# GOAL
Count the lines below that contain the string "bird" and reply with only that number.

# Stored data entries
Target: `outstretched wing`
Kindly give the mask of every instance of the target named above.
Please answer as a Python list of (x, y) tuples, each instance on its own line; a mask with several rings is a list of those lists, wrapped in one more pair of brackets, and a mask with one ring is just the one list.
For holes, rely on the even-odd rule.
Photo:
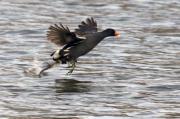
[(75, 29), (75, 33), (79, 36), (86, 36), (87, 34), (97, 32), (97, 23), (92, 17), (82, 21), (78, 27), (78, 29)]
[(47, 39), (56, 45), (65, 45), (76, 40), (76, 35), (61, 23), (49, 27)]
---
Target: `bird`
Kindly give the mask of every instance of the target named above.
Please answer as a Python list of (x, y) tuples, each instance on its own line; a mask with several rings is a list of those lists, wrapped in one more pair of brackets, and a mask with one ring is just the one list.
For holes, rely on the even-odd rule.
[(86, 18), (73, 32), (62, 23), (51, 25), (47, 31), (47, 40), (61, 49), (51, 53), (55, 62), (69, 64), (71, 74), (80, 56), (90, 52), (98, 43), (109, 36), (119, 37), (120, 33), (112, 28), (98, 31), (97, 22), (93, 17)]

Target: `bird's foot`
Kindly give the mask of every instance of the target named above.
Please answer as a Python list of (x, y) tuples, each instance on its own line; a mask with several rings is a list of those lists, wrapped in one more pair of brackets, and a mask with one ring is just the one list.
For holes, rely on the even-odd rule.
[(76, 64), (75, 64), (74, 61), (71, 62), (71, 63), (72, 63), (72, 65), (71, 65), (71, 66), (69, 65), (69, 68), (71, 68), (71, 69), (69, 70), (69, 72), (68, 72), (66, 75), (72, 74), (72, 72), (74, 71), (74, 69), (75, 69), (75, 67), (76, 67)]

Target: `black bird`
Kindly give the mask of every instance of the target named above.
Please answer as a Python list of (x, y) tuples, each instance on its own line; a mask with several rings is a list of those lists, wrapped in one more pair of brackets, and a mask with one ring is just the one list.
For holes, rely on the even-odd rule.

# SOLVED PROBLEM
3